**TEXT PASSAGE:**
>>>

Wow! Its so early in the morning! I am at school for my first day! I could not sleep at all last night. I guess I was so nervous/excited for today! Gosh, this is like my fifth installment of going to school. I am really going to make it work this time. I need to. I want to. I can do this. I had such good grades in high school. I can be motivated again, and I will be.



I made sure I remembered everything and gues what I forgot..my class schedule at home on the fridge!! Good thing I can access it online or I would be screwed:)

Jeff and I had the most amazing night last night. We were supposed to go mini golfing but it poured! That always seems to happen to us:( We went to Red Lobster, and had a yummy dinner, and then we went to this plae called Celebration Station, and played arcade games! It as so much fun! We played basketball, skee ball, and other games! Oh, we played air hockey too! I had a blast, I couldnt have asked for more on my last day of summer. Jeff is so amazing. He really really is. I know things arent going to be amazing all the time, but I told him this morning to remember last night when his disorder kicks in...

Then we came home, and watched the Olympics! He fixed my internet so I go online at school! Yay! My first class starts in 40 minutes..the class I am going to hate the most. MATH. A math class that doesnt even count towards the requirement since its a damn prep class..I have to go to it 3 days a week! Ugh! I am going to make the best of it though.

Tonight, I just want to relax. I am going to be @ school all day today, so I just want to come home and relax. I am really excited for today, but I am also nervous. For that last few months, I have been home with Jeff every single day, and knowing who is talks to every single day. I am afraid he isnt going to tell me, but I really think we are past that. I think he finally knows what I want, and I dont think we will have that problem..I am off! Wish me luck on my first day!!

<<<

**WORK INSTRUCTIONS:**
1. From the first-day-of-school blog post, reproduce everything from "Then we came" down to "of it though.".
2. Answer these questions using the first-day-of-school blog post:
(a) What did the writer leave at home on the fridge?
(b) At which restaurant did the writer and Jeff have dinner?
(c) How many days a week does the writer have to attend the math prep class?

**RAW DATA:**
>>>

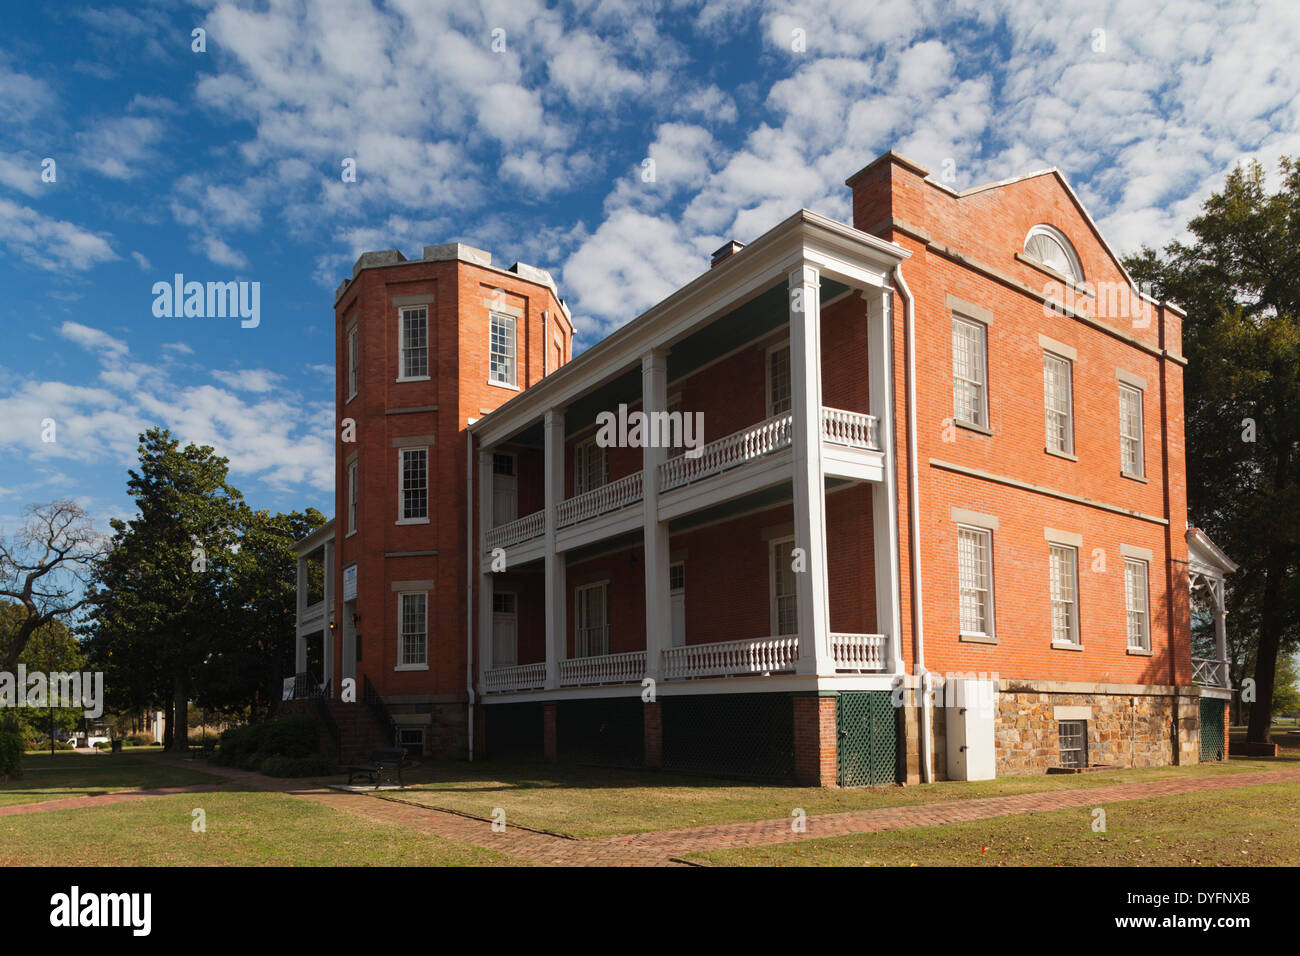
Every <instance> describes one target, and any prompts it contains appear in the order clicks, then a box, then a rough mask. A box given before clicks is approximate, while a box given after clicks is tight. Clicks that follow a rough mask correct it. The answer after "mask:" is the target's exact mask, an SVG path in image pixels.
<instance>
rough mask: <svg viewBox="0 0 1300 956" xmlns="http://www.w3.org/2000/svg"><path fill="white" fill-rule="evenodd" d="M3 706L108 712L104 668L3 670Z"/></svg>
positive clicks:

<<<

**SOLVED PROBLEMS:**
1.
Then we came home, and watched the Olympics! He fixed my internet so I go online at school! Yay! My first class starts in 40 minutes..the class I am going to hate the most. MATH. A math class that doesnt even count towards the requirement since its a damn prep class..I have to go to it 3 days a week! Ugh! I am going to make the best of it though.

2.
(a) The class schedule
(b) Red Lobster
(c) Three days a week